→ **Problem set**:
#1 Duplicate the passage of the blog post that begins with the words "There is, in" and stops after the words "my own thoughts.".
#2 In the blog post, which medications does the writer list as ones they took?
#3 Write the next part of the blog post about Emilyitus, picking up after its last sentence.

→ **Source text**:
Saturday, February 18, 2012

There is, in fact, no cure for Emilyitus.

I'm a little crazy. Ok, I'm a lot crazy. I've always been under the impression that there without a doubt must be something wrong with me. Completely incomplete. Like there was always something missing.  I always feel as if there is a floodgate of thoughts pouring into my neurotic brain, and I can't keep up. My thoughts are always so jumbled and overwhelming. I find myself regularly stuck in my own thoughts.
Some time ago, I decided that I must find a cure. To cure my brain. You name it, I took it. Abilify, Cymbalta, Zoloft, Lexapro, Lithium, and various others,(Those drugs are nothing but pharmaceutical money maker pills, and serve no benefit to the actual consumer, by the way.) to only feel more insane than I felt originally. How discomforting.

One day, while I was in the midst of taking an assortment of these mind game pills, I had an epiphany. These pills were in no way helping me. In fact, the only thing they were doing was poisoning my completely functional brain with drugs it most certainly did not need. I realized that I was completely avoiding and dismissing the fact that my brain was going to be a little screwed up giving my current life situations and struggles that I was attempting to live through. I was subconsciously trying to avoid the fact that there were things I needed to work out with my self, and blamed my problems on my brain, and in result turned to medication to fix me.

→ **Information supplied**:
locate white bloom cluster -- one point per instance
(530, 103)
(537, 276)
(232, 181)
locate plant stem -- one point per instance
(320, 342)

→ **Responses to the exercise**:
#1
There is, in fact, no cure for Emilyitus.

I'm a little crazy. Ok, I'm a lot crazy. I've always been under the impression that there without a doubt must be something wrong with me. Completely incomplete. Like there was always something missing.  I always feel as if there is a floodgate of thoughts pouring into my neurotic brain, and I can't keep up. My thoughts are always so jumbled and overwhelming. I find myself regularly stuck in my own thoughts.

#2 Abilify, Cymbalta, Zoloft, Lexapro, Lithium, and various others.

#3
So, just like that I quit taking the pills. All at once, cold turkey. Never in my life have I felt so physically miserable. I was shaky, sweaty, dizzy, and experienced what are commonly called "brain zaps". I was miserable. I think that physical illness really made me realize what I was ingesting was doing to my brain. How dependent of these drugs my brain had become. When I could barely stand up or walk without getting a brain zap, which is more painful than it sounds, made it quite obvious that these drugs had been nothing but bad news for me. This awful withdrawl stage lasted several days. It sucked.

I haven't taken a mental health drug since. I have come to terms that I'm strange. And that's ok. I still get lost in my thoughts. I still get overwhelmed from my thoughts. I still think way too deeply and over analyze everything. I still suffer from having my thoughts and how I think being polar opposite from what I actually say or do. My words still don't come out right. I'm a way better person in my head than I am out loud. But you know, that must just be who I am and may always be. There is no cure to Emilyitus.